PROBLEM A
In the article on the new health inequity research centre, who launched the centre?
PROBLEM B
Reproduce the health inequity article word for word, starting at "The Centre will" and ending at "Society and Equity at Flinders University.".
PROBLEM C
Carry on the health inequity article from the point where it stops.
++++ SOURCE TEXT ++++
Image: Open Health:Stethoscope by on flickr, CC BY-SA 2.0

Image: Open Health:Stethoscope by on flickr, CC BY-SA 2.0

ANU and Flinders University establish $2.4 research centre to tackle the social and policy origins of health inequality in Australia

23rd April 2015

From dirty politics to poor urban planning, thousands of Australians’ lives are being cut short and their health compromised every day because of bad policy and social choice. These are what experts call the social determinants of health inequity, and can include access to basic materials, control over our lives and participation in policy decisions.

In Australia, which has enjoyed 24 years of uninterrupted growth, at their most extreme it sees the poorest 20 per cent of the population die six years earlier than the richest 20 per cent. The nation’s Indigenous population lives, on average, 11 years less.  

Now a new joint research centre between The Australian National University and Flinders University launched Friday by former Prime Minister Julia Gillard is set to tackle these inequalities. 

The $2.4 million, five-year NHMRC Centre for Research Excellence on the Social Determinants of Health Inequity will look at how social factors like employment, housing, social exclusion, education, income and wealth all combine to negatively impact someone’s chances of long-term health. 

The Centre will be jointly run by co-director Professor Sharon Friel, director of the ANU Regulatory Institutions Network and Professor Fran Baum, Foundation Director of the Southgate Institute for Health, Society and Equity at Flinders University.

Professor Sharon Friel said that the CRE would be dedicated to ensuring fairer health outcomes and improving the wellbeing of Australians.

“The difference in life expectancy or the quality of life are fundamentally unfair and a choice,” she said.

“These health differences are avoidable, they are manmade and they are policy choices. Every public policy – not just health policy – has the potential to affect human health and wellbeing. 

“We can make it a policy choice to allow it to be like that, or we can make a policy choice to do something about it. Personally, I’m for doing something about it.”
++++ PROVIDED MATERIAL ++++
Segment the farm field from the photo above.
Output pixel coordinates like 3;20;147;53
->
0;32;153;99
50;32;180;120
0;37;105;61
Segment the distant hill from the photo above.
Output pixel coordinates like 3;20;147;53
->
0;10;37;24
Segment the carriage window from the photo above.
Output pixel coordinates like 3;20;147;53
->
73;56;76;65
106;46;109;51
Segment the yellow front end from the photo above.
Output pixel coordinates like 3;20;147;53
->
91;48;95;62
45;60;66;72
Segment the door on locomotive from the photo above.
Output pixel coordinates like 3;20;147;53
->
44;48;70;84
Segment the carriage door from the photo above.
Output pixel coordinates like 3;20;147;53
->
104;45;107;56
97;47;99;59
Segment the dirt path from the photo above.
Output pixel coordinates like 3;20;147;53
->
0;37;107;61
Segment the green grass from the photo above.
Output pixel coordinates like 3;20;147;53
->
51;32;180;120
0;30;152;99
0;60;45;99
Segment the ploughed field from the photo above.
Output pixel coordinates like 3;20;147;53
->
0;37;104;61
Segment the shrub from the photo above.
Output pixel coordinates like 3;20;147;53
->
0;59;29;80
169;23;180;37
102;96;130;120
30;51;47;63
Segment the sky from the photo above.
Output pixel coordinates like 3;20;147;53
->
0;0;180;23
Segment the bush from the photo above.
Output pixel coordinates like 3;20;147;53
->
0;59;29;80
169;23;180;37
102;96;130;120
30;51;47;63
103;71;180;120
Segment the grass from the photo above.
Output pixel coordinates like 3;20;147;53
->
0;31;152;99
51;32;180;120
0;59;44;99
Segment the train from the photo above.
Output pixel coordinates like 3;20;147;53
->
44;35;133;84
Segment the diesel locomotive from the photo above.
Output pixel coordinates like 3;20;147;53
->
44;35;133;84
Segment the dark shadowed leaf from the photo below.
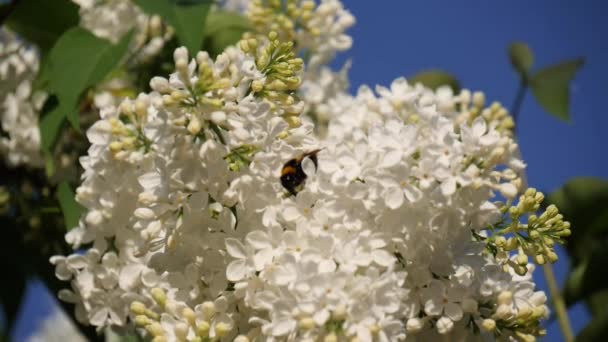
++++
RESPONSE A
Former Prime Minister Julia Gillard launched it.

RESPONSE B
The Centre will be jointly run by co-director Professor Sharon Friel, director of the ANU Regulatory Institutions Network and Professor Fran Baum, Foundation Director of the Southgate Institute for Health, Society and Equity at Flinders University.

RESPONSE C
Professor Friel said that to achieve this goal, a major aspect of the Centre’s work will be to use case-study research to increase awareness of health equity as an issue in political and policy agendas.

One of the first case studies will be examining how the closure of the Holden manufacturing plant in Adelaide will impact the wellbeing and help of former employees.“As well as investigating the level of consideration given to the issue of health equity in key economic, social and health policies such as trade, Medicare and Paid Parental Leave, we will explore the ways in which international, national, state and local policies interact in local communities,” Professor Friel said.

At the end of the five-year funding cycle, the Centre aims to have provided a range of evidence on all aspects of the policy cycle and the ways in which policies interact to affect health equity.“We also hope that policy makers in all sectors will be using our research to inform policy development so that policy is fairer,” Professor Baum said.

The Centre brings together those people in Australia and internationally who are at the forefront of research in the social determinants of health equity and public policy. 

Among other priorities, it will train researchers who are able to work across sectors and disciplines, and who can put theory into practice to achieve equitable health outcomes.

Fellow ANU researchers Adrian Kay, from Crawford School of Public Policy, and Lyndall Strazdins, from the National Centre for Epidemiology and Population Health, will join the Centre as chief investigators.